What you need to do>
1. Answer these from the edlib issue page:
(a) Which license is the library released under?
(b) Which distance measure does the library use for sequence alignment?
(c) Which edlib version does the commenter say they installed with pip?
2. Reproduce the part of the edlib issue page starting with "seemingly random segmentation" and going on through "pip, edlib: 1.1.2.post2)).".

* BEGIN Supplied text *

Martinsos / edlib

Lightweight, super fast C/C++ (& Python) library for sequence alignment using edit (Levenshtein) distance.
http://martinsos.github.io/edlib
MIT License
493 stars 162 forks source link

seemingly random segmentation fault #85

Closed nextgenusfs closed 6 years ago

nextgenusfs commented 7 years ago

Hi @Martinsos.

I've run into something strange. I'm getting some seq fault problems with edlib, but they are not entirely reproducible. I'm using edlib from python (installed with pip, edlib: 1.1.2.post2)).

* END Supplied text *
* BEGIN Record set *

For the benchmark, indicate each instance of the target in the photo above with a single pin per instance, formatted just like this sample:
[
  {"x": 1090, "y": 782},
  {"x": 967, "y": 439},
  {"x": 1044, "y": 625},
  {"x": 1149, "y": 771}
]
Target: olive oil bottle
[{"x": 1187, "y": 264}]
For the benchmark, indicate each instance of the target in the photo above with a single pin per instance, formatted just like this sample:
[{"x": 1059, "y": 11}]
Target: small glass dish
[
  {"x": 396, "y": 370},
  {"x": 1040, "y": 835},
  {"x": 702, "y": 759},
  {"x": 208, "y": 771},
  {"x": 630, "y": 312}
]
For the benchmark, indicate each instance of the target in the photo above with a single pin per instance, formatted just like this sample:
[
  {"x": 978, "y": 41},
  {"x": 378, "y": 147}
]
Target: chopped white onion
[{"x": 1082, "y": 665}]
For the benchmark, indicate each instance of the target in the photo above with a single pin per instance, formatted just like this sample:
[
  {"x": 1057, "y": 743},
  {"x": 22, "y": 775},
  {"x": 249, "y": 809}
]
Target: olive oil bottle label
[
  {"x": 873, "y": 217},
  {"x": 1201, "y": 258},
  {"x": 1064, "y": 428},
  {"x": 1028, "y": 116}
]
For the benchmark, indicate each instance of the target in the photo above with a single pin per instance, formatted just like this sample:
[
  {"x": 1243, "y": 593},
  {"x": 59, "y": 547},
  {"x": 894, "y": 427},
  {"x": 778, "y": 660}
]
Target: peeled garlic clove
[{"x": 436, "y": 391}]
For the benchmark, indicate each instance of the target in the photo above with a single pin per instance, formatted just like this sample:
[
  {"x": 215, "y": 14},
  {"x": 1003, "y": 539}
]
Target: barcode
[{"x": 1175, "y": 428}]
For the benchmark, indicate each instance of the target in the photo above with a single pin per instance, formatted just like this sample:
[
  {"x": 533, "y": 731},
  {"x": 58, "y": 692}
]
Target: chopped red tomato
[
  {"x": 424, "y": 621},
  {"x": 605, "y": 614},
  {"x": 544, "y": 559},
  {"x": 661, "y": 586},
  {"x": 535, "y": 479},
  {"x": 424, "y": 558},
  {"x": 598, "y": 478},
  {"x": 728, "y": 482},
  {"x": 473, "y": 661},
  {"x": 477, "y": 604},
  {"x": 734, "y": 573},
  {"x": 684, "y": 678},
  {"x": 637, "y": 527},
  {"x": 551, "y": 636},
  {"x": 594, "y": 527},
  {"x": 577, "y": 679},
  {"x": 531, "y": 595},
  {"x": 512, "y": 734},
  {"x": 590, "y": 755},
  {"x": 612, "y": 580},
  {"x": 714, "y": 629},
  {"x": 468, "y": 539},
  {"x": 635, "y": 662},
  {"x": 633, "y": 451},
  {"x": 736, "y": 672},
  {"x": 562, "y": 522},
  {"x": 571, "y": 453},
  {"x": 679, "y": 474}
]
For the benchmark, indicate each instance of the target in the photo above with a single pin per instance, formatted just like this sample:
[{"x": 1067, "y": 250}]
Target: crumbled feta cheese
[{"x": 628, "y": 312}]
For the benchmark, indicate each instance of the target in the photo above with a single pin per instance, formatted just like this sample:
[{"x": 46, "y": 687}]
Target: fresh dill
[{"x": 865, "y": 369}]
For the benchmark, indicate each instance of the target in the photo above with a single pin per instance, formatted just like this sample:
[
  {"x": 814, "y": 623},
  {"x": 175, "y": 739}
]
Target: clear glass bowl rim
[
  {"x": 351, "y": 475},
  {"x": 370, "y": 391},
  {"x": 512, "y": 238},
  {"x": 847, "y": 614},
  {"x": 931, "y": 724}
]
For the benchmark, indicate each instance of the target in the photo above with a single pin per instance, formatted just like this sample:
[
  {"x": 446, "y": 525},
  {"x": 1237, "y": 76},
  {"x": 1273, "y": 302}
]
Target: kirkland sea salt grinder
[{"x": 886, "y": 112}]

* END Record set *

Task results>
1.
(a) MIT License
(b) Edit (Levenshtein) distance
(c) 1.1.2.post2

2.
seemingly random segmentation fault #85

Closed nextgenusfs closed 6 years ago

nextgenusfs commented 7 years ago

Hi @Martinsos.

I've run into something strange. I'm getting some seq fault problems with edlib, but they are not entirely reproducible. I'm using edlib from python (installed with pip, edlib: 1.1.2.post2)).